Problem set:
1. In the article about the Dominican Brothers at St. Vincent de Paul Louisville, on which days of the week did Brothers Clement and Gerard volunteer?
2. From the article about the Dominican Brothers, reproduce word for word the stretch from "They weren’t hard" through "SVDP each summer.".

Source document:
[Start of Attachment]

Dominican Brothers Clement and Gerard served at St. Vincent de Paul Louisville’s inner-city campus from May 23 to July 27.
They weren’t hard to miss.
Dominican Brothers always wear a habit, which comes from the Latin “habitus” and means clothing. The habit is symbolic for one’s full commitment to God. It has been a tradition for two Dominican Brothers to visit SVDP each summer.
“I was amazed at the variety of ministries provided by St. Vincent de Paul Louisville,” Bro. Clement said. “I first thought St. Vincent de Paul was a thrift store and not much beyond that … It’s been a great experience just being present with the people, hearing their stories, and them listening to us.”
On Tuesdays and Thursdays, Brothers Clement and Gerard volunteered in the Food Pantry, Open Hand Kitchen, Ozanam Inn Men’s Homeless Shelter, Tranquil House Apartments, and the Family Success Center’s summer programming.
At Tranquil House, they enjoyed connecting with the residents and competing in UNO and cornhole.
“Jeffrey (a longtime resident) won every single round. At first, I thought we would need to make it a little easy on them, but then eventually, we realized when we’re trying they’re wiping the floor with us,” Bro. Gerard said.

[End of Attachment]

Recorded information:

[Start of Attachment]

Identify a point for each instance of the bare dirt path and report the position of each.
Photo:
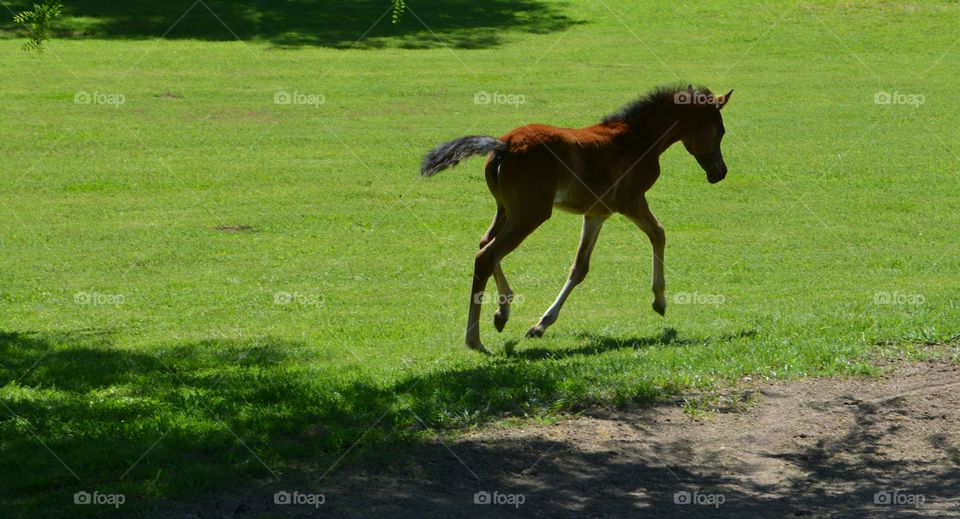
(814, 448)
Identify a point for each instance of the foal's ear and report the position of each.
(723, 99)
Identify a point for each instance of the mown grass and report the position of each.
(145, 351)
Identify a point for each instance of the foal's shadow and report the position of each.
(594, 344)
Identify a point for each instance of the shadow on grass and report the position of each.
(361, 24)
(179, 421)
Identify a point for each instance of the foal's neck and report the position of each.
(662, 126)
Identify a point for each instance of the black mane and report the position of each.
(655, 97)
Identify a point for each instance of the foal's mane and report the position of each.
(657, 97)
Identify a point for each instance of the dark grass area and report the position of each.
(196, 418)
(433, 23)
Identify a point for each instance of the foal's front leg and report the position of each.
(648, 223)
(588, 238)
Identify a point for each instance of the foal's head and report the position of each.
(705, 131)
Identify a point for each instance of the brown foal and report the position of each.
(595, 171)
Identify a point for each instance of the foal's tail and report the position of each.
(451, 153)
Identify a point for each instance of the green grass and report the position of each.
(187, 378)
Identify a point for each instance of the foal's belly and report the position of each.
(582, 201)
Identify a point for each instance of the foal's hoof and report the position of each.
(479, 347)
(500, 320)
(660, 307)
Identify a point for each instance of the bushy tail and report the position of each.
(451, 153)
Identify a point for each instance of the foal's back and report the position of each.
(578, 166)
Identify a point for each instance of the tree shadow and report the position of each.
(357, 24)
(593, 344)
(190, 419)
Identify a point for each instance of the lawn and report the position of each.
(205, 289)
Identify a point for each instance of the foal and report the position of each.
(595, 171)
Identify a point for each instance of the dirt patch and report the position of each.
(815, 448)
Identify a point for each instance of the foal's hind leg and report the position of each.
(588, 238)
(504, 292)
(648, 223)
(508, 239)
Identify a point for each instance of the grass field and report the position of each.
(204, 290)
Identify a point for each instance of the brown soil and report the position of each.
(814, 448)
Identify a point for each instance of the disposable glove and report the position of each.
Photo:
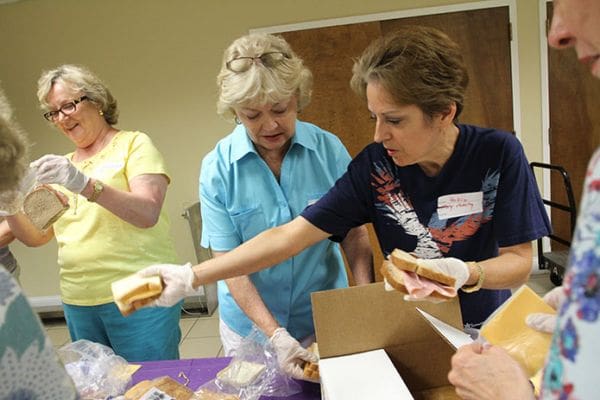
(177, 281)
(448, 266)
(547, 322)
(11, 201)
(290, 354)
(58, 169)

[End of Attachment]
[Start of Attachment]

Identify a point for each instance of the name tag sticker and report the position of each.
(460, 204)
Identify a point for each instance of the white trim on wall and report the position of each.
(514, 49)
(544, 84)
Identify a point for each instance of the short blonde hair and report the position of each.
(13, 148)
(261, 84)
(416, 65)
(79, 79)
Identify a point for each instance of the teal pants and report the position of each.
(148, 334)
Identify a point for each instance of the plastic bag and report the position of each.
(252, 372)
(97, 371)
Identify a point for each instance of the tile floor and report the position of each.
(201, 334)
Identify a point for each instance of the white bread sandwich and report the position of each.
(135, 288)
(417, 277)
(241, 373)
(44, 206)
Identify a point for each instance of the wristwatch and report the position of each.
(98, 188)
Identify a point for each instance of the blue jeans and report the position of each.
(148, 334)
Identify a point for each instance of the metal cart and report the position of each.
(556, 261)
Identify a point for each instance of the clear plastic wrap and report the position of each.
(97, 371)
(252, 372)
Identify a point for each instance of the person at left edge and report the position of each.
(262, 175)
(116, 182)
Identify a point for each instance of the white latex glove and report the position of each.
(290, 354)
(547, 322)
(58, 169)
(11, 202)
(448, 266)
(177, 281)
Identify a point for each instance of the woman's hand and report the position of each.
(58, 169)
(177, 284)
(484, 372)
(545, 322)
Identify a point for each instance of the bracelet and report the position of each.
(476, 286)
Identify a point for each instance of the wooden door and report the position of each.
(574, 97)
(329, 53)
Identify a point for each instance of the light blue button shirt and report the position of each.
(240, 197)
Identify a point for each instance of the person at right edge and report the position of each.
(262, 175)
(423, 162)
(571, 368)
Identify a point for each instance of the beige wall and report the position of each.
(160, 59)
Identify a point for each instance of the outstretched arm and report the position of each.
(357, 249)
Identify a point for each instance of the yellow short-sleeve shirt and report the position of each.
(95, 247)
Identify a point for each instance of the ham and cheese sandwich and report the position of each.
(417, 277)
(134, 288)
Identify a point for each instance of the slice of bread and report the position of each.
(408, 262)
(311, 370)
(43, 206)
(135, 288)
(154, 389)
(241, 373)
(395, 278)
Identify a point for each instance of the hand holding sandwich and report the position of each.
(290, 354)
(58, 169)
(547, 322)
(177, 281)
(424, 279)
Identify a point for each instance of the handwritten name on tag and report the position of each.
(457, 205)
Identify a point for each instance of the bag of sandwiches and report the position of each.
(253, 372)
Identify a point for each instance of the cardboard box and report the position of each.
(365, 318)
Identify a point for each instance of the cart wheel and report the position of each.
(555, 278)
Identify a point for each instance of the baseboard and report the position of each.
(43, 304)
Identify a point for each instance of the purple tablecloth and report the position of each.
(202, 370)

[End of Attachment]

Solutions to the tasks:
1. Tuesdays and Thursdays

2.
They weren’t hard to miss.
Dominican Brothers always wear a habit, which comes from the Latin “habitus” and means clothing. The habit is symbolic for one’s full commitment to God. It has been a tradition for two Dominican Brothers to visit SVDP each summer.